The request:
Tally the lines in the entries below that contain the string "Target", matching case exactly, and reply with only the number.
:: Supplied data ::
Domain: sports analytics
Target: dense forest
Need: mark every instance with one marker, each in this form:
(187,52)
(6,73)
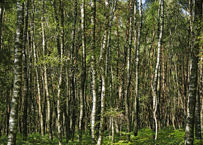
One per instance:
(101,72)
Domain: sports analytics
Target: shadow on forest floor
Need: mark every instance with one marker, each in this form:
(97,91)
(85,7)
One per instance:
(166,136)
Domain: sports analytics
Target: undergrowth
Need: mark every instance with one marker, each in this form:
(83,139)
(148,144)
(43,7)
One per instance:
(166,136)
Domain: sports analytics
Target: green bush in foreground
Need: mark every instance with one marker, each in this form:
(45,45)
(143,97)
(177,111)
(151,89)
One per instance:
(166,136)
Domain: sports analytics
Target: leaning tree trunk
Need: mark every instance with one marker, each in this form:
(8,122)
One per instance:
:::
:: Supplied data ::
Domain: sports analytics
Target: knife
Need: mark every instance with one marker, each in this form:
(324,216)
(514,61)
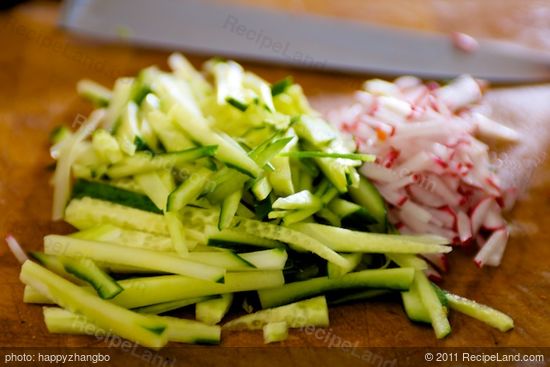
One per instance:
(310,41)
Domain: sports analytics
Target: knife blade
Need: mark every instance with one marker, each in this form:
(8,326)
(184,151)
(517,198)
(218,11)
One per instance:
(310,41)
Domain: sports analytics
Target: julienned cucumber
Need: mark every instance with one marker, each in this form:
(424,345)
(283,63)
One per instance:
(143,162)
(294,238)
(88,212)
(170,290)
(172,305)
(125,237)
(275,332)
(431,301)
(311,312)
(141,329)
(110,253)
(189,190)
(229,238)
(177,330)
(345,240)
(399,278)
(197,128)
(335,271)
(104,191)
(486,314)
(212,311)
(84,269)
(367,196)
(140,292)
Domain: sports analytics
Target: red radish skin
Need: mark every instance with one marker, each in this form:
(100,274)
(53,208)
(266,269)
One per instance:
:::
:: Supplied data ::
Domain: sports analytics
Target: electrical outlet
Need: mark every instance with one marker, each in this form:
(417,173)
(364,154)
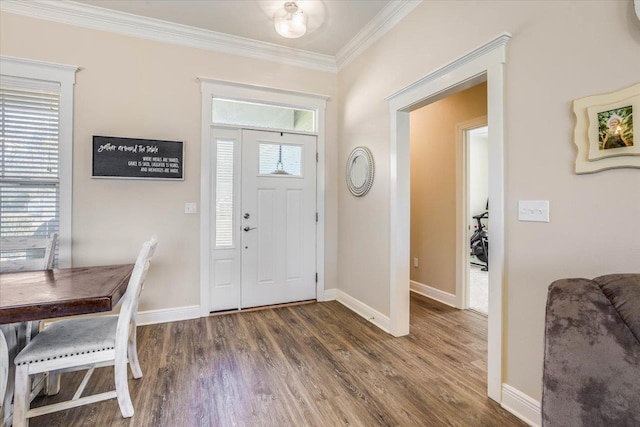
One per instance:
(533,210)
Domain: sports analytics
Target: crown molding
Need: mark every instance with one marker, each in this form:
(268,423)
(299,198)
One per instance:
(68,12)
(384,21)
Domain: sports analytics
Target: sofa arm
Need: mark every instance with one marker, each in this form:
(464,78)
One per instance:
:::
Result of this task:
12